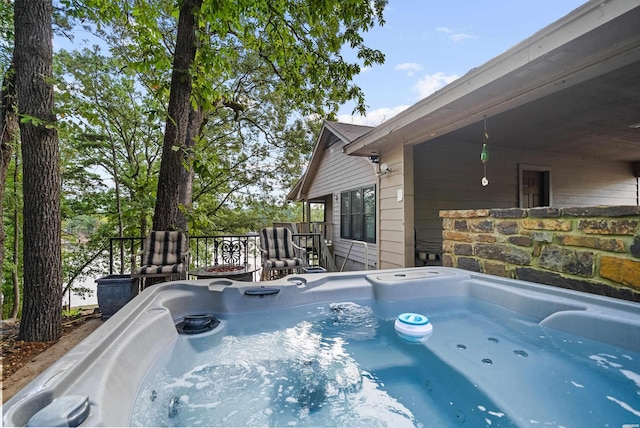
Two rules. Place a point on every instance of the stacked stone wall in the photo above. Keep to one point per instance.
(593, 249)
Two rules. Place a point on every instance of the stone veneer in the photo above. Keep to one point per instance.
(593, 249)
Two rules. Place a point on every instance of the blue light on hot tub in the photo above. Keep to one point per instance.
(413, 328)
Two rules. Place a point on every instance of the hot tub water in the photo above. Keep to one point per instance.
(343, 365)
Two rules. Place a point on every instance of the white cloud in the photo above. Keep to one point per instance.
(373, 118)
(409, 67)
(432, 82)
(456, 37)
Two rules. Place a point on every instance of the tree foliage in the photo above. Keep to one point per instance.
(294, 50)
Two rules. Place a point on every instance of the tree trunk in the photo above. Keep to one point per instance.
(185, 191)
(33, 55)
(8, 134)
(15, 308)
(174, 152)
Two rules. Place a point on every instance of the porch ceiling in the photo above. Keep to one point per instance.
(571, 89)
(598, 119)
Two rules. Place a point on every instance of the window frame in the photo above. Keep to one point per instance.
(353, 224)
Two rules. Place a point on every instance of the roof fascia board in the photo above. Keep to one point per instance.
(579, 22)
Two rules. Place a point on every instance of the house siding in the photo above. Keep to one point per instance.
(392, 212)
(338, 172)
(447, 177)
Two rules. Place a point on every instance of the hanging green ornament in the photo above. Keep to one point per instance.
(484, 154)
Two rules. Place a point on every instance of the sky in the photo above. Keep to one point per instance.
(429, 43)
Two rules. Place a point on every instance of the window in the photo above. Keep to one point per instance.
(358, 214)
(535, 186)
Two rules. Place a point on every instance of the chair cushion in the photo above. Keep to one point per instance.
(277, 242)
(165, 248)
(159, 269)
(282, 263)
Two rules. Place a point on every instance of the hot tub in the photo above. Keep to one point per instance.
(321, 349)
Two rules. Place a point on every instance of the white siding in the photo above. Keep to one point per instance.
(338, 172)
(447, 176)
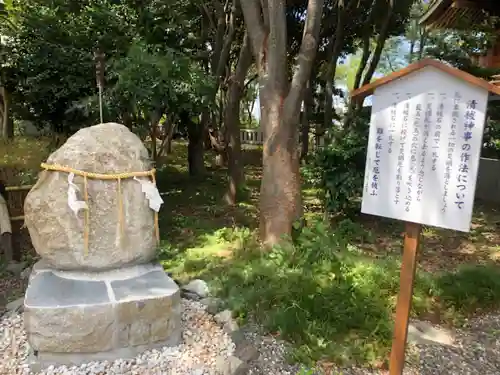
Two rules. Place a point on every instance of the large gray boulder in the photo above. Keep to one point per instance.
(58, 233)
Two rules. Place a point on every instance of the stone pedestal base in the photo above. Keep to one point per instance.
(75, 317)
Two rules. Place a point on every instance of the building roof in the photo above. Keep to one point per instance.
(459, 14)
(368, 89)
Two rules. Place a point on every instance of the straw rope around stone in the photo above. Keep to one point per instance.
(104, 176)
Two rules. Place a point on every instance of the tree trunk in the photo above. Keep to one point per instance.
(423, 37)
(280, 194)
(232, 123)
(335, 48)
(7, 126)
(381, 39)
(170, 135)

• AIM: Reproduce the records verbatim, from the line containing "Two rules. Place a point on every instance of the building" through the end of the records, including both of those ends.

• REPLY:
Two rules. Place a point on every instance of the building roof in the photo above. Keep to one point per instance.
(459, 14)
(368, 89)
Two rules. Place a point on every instance of the straw rope around stone in the photo above. Keep to one point per instance.
(104, 176)
Two rules. Place a point on every instance of the tree trunk in the photo above. Keep to one point per instance.
(423, 37)
(280, 194)
(232, 123)
(335, 48)
(7, 126)
(381, 39)
(170, 135)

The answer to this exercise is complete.